Exercise task a: In the Salem al-Allan text below, rewrite the passage from "Salem al-Allan (1914" to "a pearl diver.", swapping "village" for "town".

**** Text to read ****

Salem al-Allan (1914 – 25 September 1981) was a popular Fijiri singer from Bahrain. He was born in Galali, a village in Muharraq Governorate.

Biography
Allan was born in the village of Galali in Muharraq Governorate in 1914, the second son of his father Niham and a mother from the same neighborhood and brother of the eldest, Ashour. Educated in local schools, he lost his father at the age of four when the latter died before receiving the advance (“tasqam”) paid to prepare the family for his departure to go pearl hunting. The captain (“nokhatha”), an influential figure in nearby Qatar, demanded Ashour and Salem go in their father's place, and after a few months in his aunt's custody he returned to the hard life of a pearl diver.

**** Data excerpts ****

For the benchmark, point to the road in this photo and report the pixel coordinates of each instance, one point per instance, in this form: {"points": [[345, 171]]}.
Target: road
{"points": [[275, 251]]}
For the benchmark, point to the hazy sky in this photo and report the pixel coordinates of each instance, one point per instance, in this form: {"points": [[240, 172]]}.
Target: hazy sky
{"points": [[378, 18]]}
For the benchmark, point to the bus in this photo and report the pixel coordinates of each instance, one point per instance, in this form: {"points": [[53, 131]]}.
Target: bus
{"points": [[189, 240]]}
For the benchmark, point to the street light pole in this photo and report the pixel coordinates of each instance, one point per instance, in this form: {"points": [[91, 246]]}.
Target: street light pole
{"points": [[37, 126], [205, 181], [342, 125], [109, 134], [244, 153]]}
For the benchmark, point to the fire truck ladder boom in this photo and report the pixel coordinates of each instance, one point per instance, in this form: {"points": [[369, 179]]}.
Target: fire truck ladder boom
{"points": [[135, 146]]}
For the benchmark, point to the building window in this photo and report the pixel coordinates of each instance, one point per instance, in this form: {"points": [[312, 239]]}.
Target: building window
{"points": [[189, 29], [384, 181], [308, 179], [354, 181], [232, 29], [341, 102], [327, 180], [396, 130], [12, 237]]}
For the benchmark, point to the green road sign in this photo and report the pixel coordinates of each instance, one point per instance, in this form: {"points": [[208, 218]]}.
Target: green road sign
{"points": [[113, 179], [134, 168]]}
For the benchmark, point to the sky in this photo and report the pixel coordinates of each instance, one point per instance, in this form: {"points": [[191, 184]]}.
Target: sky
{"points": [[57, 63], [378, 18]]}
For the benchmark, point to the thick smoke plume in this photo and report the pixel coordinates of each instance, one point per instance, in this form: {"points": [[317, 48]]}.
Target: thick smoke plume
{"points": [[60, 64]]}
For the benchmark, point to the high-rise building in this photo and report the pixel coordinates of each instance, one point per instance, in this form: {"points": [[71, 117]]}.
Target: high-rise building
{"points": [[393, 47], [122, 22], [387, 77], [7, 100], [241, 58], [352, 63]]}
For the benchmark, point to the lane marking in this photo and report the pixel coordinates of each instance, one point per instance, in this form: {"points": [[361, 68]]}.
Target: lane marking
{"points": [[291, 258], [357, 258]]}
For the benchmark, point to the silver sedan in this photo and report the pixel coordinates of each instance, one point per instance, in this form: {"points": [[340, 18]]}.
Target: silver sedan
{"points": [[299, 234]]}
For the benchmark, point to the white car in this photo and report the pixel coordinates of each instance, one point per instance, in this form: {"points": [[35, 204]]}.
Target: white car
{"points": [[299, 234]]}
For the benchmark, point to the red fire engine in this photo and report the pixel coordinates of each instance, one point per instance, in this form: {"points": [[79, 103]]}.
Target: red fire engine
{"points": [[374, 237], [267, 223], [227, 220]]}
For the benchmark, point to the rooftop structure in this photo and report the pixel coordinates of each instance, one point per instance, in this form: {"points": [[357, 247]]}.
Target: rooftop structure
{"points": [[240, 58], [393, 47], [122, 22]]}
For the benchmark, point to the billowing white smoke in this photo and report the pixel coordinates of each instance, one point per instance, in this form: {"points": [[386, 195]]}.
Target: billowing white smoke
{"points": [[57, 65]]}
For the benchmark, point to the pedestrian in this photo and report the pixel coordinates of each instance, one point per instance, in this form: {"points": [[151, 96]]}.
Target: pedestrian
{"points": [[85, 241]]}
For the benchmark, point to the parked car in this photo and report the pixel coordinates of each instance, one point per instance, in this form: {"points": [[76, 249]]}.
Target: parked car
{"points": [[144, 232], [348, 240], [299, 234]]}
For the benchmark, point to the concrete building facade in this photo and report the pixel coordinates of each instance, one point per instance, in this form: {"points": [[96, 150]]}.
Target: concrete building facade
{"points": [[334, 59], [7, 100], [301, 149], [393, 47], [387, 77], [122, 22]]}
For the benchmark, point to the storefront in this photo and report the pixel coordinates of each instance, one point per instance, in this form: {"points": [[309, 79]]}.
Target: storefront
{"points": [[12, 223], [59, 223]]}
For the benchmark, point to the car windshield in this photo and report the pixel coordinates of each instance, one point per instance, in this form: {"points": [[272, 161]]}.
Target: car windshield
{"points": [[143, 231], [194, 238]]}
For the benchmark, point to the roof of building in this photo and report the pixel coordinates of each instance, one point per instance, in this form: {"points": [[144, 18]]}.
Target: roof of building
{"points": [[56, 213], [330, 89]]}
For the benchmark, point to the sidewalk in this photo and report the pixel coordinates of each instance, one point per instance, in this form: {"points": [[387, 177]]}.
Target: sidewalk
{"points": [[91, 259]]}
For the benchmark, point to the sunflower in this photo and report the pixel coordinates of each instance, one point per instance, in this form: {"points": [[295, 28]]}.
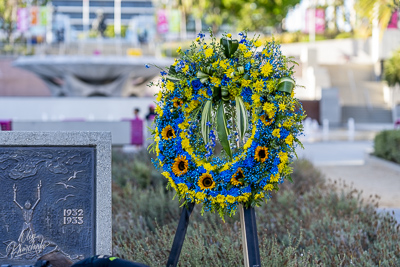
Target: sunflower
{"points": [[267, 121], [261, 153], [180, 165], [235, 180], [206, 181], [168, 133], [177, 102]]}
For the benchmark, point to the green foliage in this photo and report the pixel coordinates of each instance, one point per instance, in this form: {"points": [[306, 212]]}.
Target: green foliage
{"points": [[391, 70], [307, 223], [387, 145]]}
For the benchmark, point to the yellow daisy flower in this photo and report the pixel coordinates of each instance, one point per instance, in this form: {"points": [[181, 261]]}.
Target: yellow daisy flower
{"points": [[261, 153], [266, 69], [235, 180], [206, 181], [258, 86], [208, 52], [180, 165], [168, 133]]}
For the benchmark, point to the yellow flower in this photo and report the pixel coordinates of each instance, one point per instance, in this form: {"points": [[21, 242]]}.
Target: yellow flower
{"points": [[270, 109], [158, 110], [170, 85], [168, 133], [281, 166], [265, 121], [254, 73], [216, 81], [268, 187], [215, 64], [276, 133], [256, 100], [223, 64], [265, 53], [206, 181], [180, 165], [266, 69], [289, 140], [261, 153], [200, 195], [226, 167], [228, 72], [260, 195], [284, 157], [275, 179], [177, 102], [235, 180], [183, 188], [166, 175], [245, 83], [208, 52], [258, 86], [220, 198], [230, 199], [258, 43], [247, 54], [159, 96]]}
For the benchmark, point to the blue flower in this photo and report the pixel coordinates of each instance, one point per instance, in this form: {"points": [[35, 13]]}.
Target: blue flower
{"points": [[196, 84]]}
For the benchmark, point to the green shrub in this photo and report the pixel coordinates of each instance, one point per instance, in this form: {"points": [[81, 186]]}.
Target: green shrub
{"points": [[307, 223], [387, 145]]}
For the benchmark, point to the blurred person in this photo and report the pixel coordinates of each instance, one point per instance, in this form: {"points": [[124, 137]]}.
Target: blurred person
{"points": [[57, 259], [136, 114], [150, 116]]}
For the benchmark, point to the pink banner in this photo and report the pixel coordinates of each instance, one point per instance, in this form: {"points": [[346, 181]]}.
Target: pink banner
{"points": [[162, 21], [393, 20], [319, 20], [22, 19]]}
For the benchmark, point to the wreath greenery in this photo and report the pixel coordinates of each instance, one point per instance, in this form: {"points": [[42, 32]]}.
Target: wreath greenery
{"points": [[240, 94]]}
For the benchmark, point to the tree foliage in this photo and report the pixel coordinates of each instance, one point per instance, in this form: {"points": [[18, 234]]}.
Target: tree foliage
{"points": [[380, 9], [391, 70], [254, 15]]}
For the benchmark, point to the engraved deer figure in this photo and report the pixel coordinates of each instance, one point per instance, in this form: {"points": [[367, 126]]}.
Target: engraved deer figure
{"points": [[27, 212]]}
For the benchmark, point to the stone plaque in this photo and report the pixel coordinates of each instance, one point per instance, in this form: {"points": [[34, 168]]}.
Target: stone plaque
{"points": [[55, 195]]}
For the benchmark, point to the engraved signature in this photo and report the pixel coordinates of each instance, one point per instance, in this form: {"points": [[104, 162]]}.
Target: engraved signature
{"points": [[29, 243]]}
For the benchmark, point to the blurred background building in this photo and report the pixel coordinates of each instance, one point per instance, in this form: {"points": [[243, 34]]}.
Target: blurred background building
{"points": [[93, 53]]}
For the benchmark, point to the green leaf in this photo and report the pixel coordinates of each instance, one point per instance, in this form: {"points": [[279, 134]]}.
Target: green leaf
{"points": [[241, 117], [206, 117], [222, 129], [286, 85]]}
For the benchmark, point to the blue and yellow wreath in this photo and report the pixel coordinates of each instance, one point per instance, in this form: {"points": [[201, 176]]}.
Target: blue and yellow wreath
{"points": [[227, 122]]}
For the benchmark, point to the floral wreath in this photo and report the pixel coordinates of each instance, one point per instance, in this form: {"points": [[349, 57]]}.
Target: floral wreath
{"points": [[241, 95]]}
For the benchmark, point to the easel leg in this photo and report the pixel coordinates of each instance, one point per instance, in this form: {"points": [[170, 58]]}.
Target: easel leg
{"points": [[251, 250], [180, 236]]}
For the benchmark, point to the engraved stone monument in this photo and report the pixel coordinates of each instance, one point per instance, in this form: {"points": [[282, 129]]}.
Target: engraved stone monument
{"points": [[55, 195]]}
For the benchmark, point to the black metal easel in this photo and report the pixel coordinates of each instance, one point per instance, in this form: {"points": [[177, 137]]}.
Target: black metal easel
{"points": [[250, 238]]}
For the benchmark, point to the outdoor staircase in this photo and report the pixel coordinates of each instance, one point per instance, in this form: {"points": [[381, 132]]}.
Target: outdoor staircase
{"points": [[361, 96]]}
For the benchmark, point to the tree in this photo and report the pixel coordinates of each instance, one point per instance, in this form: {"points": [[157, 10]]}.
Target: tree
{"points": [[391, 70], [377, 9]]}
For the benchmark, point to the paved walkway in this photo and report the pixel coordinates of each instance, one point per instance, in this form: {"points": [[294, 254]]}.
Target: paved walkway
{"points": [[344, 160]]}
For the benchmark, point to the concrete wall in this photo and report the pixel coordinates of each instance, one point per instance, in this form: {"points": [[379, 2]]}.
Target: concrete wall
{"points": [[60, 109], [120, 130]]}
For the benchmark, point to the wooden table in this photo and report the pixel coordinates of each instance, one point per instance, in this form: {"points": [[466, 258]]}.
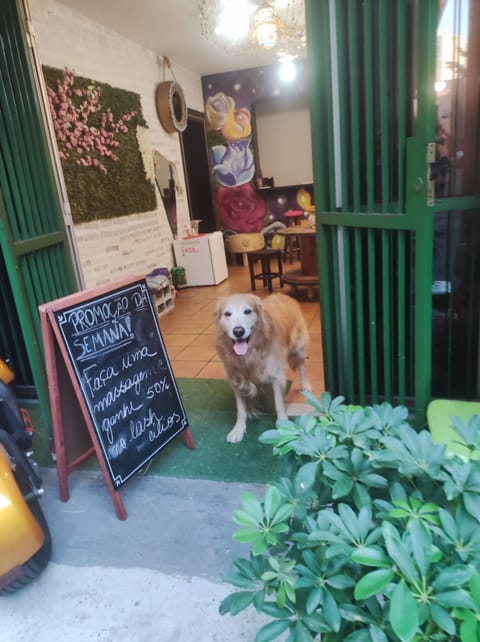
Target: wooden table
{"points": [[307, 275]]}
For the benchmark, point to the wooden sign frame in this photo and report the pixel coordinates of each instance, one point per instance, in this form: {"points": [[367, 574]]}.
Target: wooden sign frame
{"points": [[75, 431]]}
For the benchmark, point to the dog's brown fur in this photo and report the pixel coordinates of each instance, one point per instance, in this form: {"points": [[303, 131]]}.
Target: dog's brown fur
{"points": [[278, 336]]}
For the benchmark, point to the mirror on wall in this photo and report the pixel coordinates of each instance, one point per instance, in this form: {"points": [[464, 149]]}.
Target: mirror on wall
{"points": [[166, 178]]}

****
**** Data excerpts ****

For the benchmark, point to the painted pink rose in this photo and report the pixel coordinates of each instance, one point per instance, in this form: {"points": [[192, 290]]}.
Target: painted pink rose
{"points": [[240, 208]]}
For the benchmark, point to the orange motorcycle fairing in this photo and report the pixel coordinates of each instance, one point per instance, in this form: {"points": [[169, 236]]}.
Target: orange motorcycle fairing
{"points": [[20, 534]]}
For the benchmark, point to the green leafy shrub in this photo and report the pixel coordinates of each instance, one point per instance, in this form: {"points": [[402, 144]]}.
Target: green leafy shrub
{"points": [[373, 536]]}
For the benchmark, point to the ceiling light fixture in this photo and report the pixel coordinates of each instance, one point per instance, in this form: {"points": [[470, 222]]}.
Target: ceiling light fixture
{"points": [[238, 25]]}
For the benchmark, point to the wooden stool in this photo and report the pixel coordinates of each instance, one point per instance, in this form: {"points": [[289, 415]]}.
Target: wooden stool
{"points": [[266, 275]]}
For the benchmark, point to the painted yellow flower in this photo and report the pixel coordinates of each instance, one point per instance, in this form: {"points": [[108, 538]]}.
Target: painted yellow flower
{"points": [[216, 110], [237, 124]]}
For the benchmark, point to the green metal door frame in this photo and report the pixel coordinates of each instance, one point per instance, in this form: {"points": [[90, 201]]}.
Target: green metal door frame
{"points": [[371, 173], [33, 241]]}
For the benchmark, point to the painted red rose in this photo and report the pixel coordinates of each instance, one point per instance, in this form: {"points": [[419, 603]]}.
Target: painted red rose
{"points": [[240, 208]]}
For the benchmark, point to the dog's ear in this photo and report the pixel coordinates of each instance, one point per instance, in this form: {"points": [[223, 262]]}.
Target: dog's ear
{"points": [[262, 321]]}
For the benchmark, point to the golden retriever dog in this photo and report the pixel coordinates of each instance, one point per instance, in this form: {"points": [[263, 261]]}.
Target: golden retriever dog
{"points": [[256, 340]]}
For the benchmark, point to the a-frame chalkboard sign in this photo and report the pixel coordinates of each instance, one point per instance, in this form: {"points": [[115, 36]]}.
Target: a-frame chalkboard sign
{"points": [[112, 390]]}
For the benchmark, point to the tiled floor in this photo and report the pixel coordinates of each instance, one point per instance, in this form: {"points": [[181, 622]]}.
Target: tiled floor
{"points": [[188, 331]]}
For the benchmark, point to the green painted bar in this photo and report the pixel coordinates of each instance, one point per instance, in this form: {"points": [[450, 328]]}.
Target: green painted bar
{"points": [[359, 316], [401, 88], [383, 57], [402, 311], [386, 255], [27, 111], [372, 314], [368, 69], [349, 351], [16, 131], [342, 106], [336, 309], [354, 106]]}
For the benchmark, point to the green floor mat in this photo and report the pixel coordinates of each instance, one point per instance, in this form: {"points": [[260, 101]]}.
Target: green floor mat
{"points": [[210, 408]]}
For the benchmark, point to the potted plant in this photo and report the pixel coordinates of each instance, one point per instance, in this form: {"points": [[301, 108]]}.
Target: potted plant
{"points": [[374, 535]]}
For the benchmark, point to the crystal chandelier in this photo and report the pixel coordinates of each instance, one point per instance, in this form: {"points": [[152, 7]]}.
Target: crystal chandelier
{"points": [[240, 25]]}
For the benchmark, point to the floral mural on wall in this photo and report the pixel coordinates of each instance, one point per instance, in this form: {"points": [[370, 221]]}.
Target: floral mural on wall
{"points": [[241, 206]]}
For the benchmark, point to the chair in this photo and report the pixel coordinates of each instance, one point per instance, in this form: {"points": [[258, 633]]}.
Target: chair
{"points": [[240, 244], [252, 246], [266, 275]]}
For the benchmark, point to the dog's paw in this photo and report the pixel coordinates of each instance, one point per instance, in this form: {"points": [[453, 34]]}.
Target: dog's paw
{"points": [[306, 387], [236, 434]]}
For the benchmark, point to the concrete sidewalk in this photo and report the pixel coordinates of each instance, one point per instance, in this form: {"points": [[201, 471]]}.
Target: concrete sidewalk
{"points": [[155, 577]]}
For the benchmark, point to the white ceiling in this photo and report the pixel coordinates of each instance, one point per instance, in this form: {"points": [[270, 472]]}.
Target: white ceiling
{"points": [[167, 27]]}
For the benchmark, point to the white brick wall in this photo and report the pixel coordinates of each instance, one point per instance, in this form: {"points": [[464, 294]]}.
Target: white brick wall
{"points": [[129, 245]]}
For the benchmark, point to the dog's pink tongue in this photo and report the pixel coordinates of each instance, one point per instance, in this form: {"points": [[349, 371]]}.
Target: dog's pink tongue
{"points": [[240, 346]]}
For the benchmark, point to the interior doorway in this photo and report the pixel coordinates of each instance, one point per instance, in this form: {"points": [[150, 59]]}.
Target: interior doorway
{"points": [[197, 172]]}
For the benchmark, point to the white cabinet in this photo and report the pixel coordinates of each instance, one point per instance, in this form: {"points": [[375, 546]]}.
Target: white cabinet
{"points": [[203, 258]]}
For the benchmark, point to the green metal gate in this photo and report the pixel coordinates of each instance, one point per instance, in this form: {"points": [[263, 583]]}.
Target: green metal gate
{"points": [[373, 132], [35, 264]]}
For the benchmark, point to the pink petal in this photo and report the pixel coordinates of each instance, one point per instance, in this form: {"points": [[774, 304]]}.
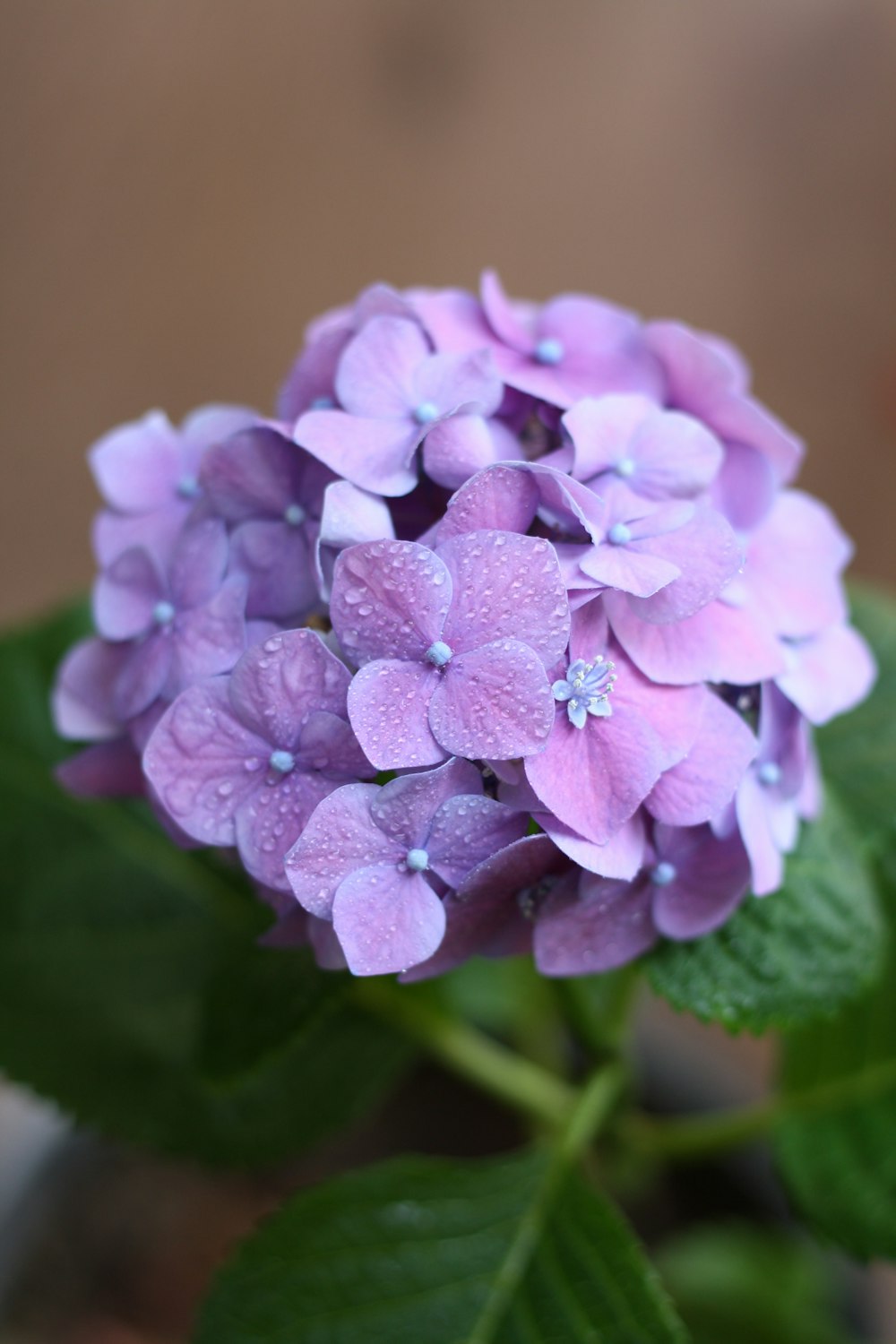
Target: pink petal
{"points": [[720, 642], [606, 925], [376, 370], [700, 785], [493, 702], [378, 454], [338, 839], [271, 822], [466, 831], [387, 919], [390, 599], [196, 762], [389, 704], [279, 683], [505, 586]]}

****
**** Data excerpts ****

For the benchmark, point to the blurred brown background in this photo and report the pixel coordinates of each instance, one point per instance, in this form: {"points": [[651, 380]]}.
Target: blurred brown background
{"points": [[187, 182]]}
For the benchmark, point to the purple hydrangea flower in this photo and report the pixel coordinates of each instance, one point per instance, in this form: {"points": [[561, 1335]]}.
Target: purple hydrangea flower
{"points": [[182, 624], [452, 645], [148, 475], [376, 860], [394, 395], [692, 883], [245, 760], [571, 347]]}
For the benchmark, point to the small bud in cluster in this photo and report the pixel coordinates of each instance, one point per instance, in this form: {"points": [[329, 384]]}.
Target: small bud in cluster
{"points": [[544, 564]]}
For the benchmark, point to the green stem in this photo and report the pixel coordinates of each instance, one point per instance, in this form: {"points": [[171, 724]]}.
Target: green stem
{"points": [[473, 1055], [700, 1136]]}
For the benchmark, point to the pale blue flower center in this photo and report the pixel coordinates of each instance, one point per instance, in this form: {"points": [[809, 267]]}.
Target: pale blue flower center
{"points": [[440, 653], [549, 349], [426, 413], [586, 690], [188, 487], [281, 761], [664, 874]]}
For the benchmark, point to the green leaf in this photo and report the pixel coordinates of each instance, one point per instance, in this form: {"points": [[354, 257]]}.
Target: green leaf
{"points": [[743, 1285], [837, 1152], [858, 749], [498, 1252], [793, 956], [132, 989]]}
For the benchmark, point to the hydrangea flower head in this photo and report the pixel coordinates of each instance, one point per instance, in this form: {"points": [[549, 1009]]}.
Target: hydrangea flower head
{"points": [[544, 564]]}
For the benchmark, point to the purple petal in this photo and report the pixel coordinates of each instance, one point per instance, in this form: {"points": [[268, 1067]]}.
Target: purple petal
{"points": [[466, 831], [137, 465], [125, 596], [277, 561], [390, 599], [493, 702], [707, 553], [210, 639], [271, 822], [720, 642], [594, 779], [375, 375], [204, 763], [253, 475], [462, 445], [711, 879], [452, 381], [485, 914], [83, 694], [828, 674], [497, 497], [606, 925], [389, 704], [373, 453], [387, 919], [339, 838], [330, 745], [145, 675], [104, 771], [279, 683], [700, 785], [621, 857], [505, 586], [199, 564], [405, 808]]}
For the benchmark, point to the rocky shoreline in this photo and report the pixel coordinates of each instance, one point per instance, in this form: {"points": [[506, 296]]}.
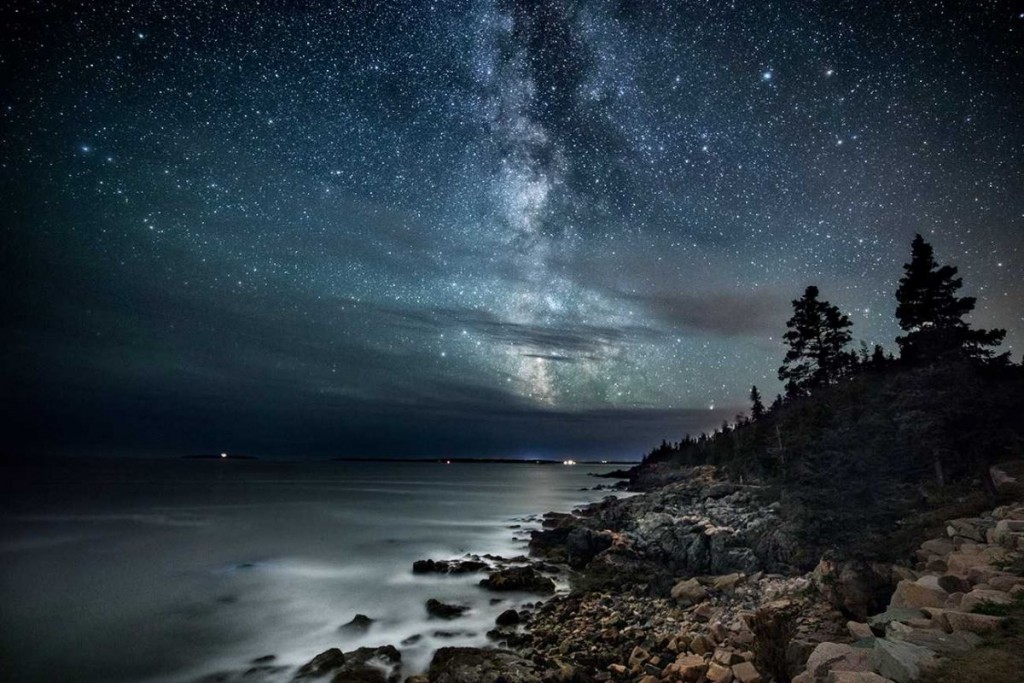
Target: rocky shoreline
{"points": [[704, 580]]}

****

Exercise task b: Which lines of the records contain the string "orange"? Find and copy each of them in full; case counts.

Task result a:
Salem al-Allan (1914 – 25 September 1981) was a popular Fijiri singer from Bahrain. He was born in Galali, a town in Muharraq Governorate.

Biography
Allan was born in the town of Galali in Muharraq Governorate in 1914, the second son of his father Niham and a mother from the same neighborhood and brother of the eldest, Ashour. Educated in local schools, he lost his father at the age of four when the latter died before receiving the advance (“tasqam”) paid to prepare the family for his departure to go pearl hunting. The captain (“nokhatha”), an influential figure in nearby Qatar, demanded Ashour and Salem go in their father's place, and after a few months in his aunt's custody he returned to the hard life of a pearl diver.

Task result b:
For the benchmark, point to the orange motorcycle fairing in this photo and report the pixel coordinates of each instance, one point per instance, in this form: {"points": [[169, 236]]}.
Target: orange motorcycle fairing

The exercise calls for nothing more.